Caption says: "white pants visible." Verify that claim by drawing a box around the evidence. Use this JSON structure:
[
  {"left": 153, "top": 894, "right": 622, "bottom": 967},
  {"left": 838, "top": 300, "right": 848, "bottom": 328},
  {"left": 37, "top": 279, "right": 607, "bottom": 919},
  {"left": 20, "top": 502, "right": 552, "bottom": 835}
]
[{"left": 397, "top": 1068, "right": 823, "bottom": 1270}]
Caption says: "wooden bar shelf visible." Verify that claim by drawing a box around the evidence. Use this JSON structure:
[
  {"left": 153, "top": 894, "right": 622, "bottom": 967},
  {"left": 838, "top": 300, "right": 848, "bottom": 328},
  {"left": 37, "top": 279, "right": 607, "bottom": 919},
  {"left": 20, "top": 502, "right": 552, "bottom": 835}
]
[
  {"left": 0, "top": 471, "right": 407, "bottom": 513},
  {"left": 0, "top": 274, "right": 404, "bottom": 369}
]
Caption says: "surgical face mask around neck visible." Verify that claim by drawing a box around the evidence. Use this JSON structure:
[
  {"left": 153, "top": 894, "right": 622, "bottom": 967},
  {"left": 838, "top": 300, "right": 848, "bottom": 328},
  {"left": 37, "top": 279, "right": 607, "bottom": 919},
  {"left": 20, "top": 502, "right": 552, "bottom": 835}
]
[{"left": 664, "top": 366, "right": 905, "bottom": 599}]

## Short task
Format the lines above as a JSON list of strings, one string per line with blank lines left out, beginning at the line that contains "face mask around" and running through the last of the lines.

## Written answer
[
  "Caption says: \"surgical face mask around neck visible.\" Verify that claim by drawing a box around the evidence. Use this JSON structure:",
  "[",
  "  {\"left\": 153, \"top\": 894, \"right\": 622, \"bottom\": 967},",
  "  {\"left\": 838, \"top\": 300, \"right\": 848, \"bottom\": 328},",
  "  {\"left\": 37, \"top\": 279, \"right\": 607, \"bottom\": 919},",
  "  {\"left\": 20, \"top\": 502, \"right\": 552, \"bottom\": 835}",
  "]",
  "[{\"left\": 664, \"top\": 366, \"right\": 905, \"bottom\": 599}]"
]